> [Directive] Pick out each line of the entries below that contains the word "logo" and copy those lines.

> [Given entries]
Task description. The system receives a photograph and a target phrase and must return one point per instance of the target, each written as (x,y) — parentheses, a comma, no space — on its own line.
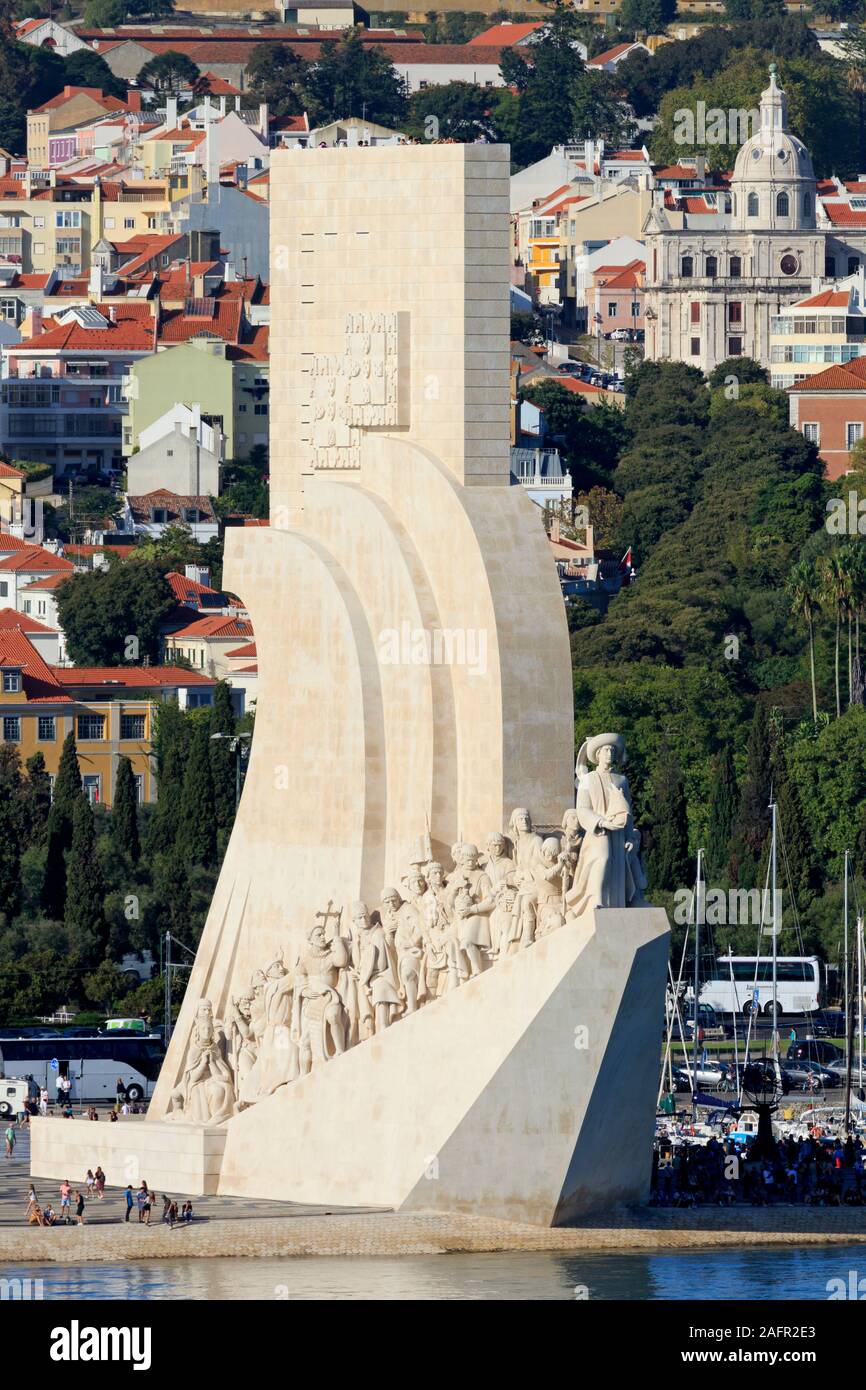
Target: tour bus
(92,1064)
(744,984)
---
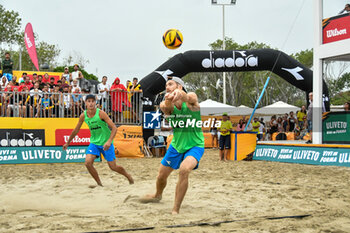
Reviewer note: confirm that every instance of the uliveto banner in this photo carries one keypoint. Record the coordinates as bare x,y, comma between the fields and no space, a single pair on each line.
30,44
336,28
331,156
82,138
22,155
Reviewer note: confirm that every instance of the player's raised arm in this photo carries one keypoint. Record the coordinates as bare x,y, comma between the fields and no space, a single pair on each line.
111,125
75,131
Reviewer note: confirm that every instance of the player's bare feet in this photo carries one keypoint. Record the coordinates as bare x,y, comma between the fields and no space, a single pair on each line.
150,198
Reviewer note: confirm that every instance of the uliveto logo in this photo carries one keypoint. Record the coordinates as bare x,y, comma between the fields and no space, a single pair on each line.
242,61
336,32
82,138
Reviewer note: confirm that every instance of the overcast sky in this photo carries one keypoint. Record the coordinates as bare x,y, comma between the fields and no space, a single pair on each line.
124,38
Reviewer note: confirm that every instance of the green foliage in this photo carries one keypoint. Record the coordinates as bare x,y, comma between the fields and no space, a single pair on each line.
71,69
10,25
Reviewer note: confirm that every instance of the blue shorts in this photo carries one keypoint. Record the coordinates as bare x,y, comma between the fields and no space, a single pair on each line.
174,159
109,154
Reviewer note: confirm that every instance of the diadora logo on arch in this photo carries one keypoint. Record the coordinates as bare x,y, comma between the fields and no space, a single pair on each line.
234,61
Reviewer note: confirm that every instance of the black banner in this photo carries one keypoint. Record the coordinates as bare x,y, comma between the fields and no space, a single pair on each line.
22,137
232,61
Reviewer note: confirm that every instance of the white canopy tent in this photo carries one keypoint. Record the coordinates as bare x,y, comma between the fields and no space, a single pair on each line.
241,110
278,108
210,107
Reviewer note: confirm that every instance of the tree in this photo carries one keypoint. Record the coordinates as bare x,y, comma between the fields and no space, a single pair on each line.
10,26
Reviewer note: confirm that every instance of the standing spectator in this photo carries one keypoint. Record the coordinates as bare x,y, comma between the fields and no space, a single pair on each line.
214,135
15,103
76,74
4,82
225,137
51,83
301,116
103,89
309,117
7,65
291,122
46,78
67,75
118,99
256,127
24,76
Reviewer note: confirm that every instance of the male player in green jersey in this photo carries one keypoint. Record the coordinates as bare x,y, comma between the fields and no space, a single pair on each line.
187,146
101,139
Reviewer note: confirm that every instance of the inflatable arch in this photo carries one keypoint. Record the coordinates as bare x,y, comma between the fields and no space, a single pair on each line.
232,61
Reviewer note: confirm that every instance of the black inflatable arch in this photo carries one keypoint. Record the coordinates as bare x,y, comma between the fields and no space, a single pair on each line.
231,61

> [Exercise result]
Reviewer note: confirm that every instance of the uliveto logo in this photo carries one keypoint. Record the coordinates as bare x,y, comma between the fields and no space, a single pair on each line.
Reviewer note: confirm that every instance of the diadora logo on arch in this photo carries one keypoint. Record the coordinates as bare x,y, comma between the fields and no space, a single pair on each line.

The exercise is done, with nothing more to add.